Exercise instructions =
Restate the data below word for word. Skip any images it contains.

= = =

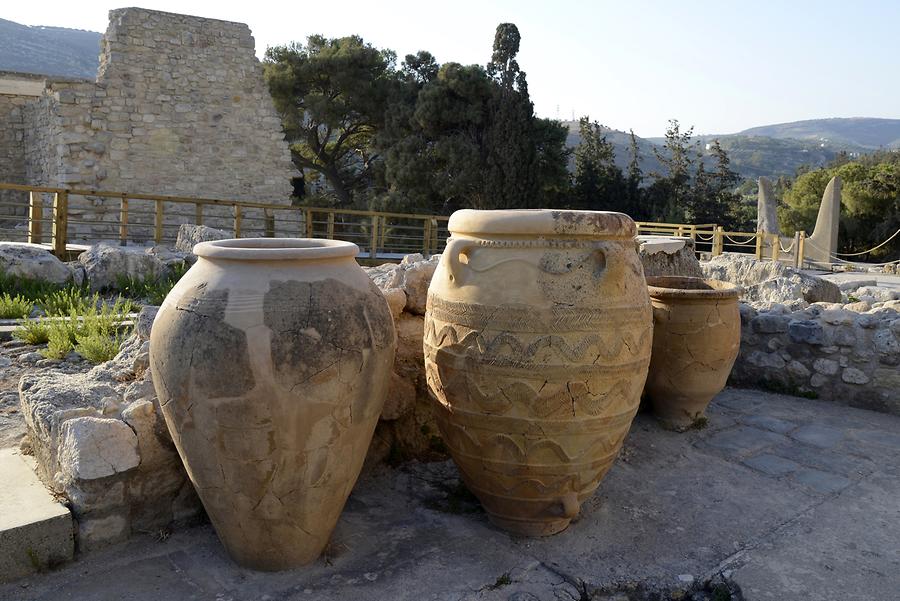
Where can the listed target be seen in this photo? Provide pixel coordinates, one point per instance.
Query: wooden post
(35, 215)
(801, 244)
(426, 236)
(373, 238)
(269, 215)
(123, 221)
(237, 221)
(157, 222)
(60, 222)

= = =

Full response =
Where can the listed target be seen in this photo? Provide pixel coordinates, one point per instance.
Query: wooden post
(35, 215)
(801, 244)
(426, 236)
(373, 238)
(269, 215)
(123, 221)
(237, 221)
(157, 222)
(60, 222)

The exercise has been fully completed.